• [WHAT IS ASKED]
Please arrange as a numbered list only the lines from the one containing "Annotation task — tag each instance of the bathroom" through the final line, including both, and leave out any blank lines.

• [DATA EXTRACT]
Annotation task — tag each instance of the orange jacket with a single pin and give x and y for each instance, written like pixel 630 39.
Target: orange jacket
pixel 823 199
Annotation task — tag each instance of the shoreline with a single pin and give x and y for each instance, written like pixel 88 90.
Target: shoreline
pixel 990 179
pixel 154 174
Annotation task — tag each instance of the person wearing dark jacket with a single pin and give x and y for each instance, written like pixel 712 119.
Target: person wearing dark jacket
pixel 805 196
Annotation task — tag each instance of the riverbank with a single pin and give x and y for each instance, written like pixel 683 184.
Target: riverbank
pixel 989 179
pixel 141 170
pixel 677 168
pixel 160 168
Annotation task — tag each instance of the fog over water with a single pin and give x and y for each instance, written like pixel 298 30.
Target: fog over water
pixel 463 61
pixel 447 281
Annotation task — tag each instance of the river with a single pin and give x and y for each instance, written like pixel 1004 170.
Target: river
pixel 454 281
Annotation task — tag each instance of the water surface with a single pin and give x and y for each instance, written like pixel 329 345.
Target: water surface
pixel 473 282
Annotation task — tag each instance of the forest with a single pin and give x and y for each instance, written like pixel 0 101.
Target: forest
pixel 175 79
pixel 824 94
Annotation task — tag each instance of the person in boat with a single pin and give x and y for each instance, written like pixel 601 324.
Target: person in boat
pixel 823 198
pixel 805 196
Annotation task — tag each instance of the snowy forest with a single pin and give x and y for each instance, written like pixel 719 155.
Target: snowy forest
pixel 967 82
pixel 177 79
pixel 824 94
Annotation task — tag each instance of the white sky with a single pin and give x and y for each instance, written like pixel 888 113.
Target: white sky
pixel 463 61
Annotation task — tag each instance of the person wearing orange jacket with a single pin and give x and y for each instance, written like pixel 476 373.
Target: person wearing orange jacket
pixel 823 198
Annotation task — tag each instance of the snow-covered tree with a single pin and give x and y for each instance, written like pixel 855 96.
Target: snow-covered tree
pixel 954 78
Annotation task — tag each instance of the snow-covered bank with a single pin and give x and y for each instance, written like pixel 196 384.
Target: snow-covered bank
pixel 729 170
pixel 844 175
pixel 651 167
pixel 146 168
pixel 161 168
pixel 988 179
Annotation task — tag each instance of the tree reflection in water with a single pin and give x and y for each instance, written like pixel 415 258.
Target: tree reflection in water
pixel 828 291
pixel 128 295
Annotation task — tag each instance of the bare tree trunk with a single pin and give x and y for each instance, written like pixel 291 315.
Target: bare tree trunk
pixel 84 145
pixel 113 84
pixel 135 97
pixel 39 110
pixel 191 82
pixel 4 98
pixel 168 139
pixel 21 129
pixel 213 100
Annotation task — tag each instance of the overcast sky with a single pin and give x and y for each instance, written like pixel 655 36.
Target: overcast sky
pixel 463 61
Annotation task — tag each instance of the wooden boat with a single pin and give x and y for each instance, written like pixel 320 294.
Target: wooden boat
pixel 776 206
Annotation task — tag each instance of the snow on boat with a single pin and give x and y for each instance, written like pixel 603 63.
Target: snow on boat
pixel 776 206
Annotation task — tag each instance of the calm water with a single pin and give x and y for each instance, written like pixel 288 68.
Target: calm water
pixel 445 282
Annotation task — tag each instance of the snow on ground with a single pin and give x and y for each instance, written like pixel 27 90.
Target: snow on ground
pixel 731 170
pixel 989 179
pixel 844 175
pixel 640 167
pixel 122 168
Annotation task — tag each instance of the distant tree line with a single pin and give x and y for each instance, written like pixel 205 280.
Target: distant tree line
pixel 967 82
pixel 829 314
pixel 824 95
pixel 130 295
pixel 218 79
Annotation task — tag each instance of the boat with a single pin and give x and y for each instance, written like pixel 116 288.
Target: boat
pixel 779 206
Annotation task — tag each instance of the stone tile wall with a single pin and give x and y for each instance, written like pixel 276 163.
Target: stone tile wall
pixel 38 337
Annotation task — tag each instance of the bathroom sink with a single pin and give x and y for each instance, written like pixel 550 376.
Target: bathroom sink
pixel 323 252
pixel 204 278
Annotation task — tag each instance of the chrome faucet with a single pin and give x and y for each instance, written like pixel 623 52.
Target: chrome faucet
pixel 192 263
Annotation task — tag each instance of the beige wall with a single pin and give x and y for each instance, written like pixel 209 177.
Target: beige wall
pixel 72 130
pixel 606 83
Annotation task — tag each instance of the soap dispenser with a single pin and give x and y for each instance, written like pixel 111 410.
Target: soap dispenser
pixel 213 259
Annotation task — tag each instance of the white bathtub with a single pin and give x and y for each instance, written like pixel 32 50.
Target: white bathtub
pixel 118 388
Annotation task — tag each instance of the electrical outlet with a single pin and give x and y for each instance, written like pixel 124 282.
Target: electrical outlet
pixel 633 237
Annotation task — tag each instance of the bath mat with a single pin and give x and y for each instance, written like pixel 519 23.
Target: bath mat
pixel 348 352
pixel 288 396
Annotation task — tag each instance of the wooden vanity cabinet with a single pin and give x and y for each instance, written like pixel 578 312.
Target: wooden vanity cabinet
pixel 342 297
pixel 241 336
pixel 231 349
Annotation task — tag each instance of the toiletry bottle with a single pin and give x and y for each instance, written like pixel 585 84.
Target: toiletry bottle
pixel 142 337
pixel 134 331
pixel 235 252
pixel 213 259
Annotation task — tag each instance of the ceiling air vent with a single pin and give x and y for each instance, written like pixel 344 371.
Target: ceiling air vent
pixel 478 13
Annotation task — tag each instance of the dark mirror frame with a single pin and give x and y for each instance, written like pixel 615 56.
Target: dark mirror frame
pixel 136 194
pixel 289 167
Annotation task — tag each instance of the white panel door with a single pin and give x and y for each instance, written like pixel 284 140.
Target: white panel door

• [COMPLETE OUTPUT]
1. Annotation task — tag each instance of the bathroom sink with a single pin and give x and y for each instance, written like pixel 550 376.
2. Target: bathroom sink
3. pixel 323 252
4. pixel 204 278
5. Annotation task — tag each instance of the chrome faucet with a single pin and give x and y for each instance, written like pixel 623 52.
6. Target: chrome faucet
7. pixel 192 263
8. Annotation task — tag each instance of the beige wall with a single pin and give x and y for each instance, written like pixel 209 177.
9. Target: beige wall
10. pixel 72 130
11. pixel 606 83
12. Annotation task — tag each instance of the soap dispenser with a single pin and give x and y for each instance, written like pixel 111 410.
13. Target: soap dispenser
14. pixel 213 259
15. Annotation task — tag each instance of the white bathtub with a single pin and give x and y for each instance, written like pixel 32 50.
16. Target: white bathtub
17. pixel 118 388
18. Annotation task — tag each instance of the electrical outlet with a single pin and give x and y for each instance, written like pixel 124 282.
19. Target: electrical outlet
20. pixel 633 237
21. Annotation task — tag each instance of the bath mat with a single pin and give x and y for each instance, written like pixel 519 23.
22. Target: bath mat
23. pixel 348 352
24. pixel 288 396
25. Annotation task — tag each instance of the wooden vanity cabinet with a single pin and give x and y for each instance, written like pixel 578 312.
26. Target: wooden vanity cabinet
27. pixel 342 297
28. pixel 241 336
29. pixel 231 349
30. Annotation task — tag each instance of the toiletry bottle with a single pin and give x and y for each instance, written like pixel 585 84.
31. Target: toiletry bottle
32. pixel 142 337
33. pixel 134 331
34. pixel 235 252
35. pixel 213 259
36. Annotation task — tag each instance of the ceiling air vent with a single pin and give x and y for each instance, written like pixel 344 371.
37. Target: ceiling air vent
38. pixel 478 13
39. Annotation task — tag each instance of the dark mirror frame with a single pin and give x and y for each instance, written like pixel 615 56.
40. Target: dark mirror frame
41. pixel 136 194
42. pixel 289 167
43. Annotation task — tag each instance of the white panel door with a single pin and give x and y for each instance, written like pixel 284 140.
44. Target: white panel door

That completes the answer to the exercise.